* **TASK DIRECTIONS**
Reproduce verbatim the stretch of the records from the line containing "Run detection for mud" through the end of the records, including both ends.

** Begin RAW RECORDS **

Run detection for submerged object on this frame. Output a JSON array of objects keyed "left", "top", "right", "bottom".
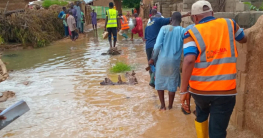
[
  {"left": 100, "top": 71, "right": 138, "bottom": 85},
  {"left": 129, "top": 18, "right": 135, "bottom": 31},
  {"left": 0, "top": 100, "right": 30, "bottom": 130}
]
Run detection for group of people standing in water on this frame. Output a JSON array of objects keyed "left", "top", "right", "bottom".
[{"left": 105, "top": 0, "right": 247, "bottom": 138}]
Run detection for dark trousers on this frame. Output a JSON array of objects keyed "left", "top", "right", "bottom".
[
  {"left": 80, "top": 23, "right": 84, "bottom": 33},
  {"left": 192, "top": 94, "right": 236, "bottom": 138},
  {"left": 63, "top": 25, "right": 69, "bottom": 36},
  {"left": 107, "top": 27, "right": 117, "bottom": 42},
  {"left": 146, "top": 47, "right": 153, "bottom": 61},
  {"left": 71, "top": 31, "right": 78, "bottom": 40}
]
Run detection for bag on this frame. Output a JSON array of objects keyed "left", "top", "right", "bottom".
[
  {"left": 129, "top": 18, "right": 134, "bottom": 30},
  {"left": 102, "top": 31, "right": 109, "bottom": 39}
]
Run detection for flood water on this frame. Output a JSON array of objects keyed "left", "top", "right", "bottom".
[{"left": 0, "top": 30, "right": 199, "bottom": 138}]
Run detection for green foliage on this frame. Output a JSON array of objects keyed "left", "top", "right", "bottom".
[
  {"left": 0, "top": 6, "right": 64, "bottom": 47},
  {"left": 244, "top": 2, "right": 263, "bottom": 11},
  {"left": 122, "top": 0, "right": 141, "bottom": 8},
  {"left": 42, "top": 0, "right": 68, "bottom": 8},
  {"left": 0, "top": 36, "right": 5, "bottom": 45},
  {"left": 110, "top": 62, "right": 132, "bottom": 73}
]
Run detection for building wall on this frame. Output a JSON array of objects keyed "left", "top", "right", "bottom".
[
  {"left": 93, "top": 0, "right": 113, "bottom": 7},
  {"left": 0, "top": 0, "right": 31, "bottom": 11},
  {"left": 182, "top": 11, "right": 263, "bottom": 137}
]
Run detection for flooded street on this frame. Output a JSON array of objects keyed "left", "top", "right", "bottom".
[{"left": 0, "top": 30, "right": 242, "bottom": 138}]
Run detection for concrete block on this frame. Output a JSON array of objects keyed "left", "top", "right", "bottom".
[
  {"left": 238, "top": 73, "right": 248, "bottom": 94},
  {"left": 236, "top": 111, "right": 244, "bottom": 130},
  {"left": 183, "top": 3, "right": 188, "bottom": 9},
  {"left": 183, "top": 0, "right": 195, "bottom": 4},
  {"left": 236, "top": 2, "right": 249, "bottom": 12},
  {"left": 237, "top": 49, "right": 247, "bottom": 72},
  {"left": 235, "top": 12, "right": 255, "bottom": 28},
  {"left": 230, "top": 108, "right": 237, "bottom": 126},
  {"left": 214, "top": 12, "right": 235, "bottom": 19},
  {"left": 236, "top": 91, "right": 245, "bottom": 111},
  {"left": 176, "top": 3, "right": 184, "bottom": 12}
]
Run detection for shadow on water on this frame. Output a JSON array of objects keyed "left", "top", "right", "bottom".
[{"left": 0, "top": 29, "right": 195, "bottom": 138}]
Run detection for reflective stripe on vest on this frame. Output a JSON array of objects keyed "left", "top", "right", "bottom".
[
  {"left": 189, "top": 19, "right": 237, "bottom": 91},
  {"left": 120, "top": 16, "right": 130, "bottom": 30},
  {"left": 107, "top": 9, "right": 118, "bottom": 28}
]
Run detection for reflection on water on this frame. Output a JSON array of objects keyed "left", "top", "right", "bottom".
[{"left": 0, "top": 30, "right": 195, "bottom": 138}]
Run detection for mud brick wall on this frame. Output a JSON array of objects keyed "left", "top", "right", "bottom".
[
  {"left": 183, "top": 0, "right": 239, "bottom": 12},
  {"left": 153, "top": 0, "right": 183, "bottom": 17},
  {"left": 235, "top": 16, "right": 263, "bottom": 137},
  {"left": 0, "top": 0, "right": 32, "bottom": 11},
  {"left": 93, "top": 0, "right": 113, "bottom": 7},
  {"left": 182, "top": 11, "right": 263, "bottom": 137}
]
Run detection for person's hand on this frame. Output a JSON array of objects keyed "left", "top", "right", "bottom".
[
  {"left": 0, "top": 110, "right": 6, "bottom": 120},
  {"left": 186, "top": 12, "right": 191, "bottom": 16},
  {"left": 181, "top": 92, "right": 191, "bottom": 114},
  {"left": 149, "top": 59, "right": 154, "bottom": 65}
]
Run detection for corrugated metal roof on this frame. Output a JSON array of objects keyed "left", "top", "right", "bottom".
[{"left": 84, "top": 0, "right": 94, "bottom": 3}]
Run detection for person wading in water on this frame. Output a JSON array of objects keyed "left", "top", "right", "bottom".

** End RAW RECORDS **

* **RESPONSE TO THE EXERCISE**
Run detection for mud brick wall on this frame. Output a JSON array of objects keyed "left", "top", "right", "bottom".
[
  {"left": 183, "top": 0, "right": 239, "bottom": 12},
  {"left": 153, "top": 0, "right": 183, "bottom": 17},
  {"left": 235, "top": 16, "right": 263, "bottom": 137},
  {"left": 0, "top": 0, "right": 32, "bottom": 11},
  {"left": 93, "top": 0, "right": 113, "bottom": 7},
  {"left": 182, "top": 11, "right": 263, "bottom": 137}
]
Run detection for person's hand on this frame. Output a JSON array of objects keyed "left", "top", "right", "bottom".
[
  {"left": 0, "top": 110, "right": 6, "bottom": 120},
  {"left": 186, "top": 12, "right": 191, "bottom": 16},
  {"left": 181, "top": 92, "right": 191, "bottom": 114},
  {"left": 149, "top": 59, "right": 154, "bottom": 65}
]
Run detection for corrugated metal roof on this frame. Output a JSON array of objects keyed "left", "top", "right", "bottom".
[{"left": 84, "top": 0, "right": 94, "bottom": 3}]
Run detection for person wading in water on this frame. Output a JSON array of objects keyed "left", "top", "right", "bottom".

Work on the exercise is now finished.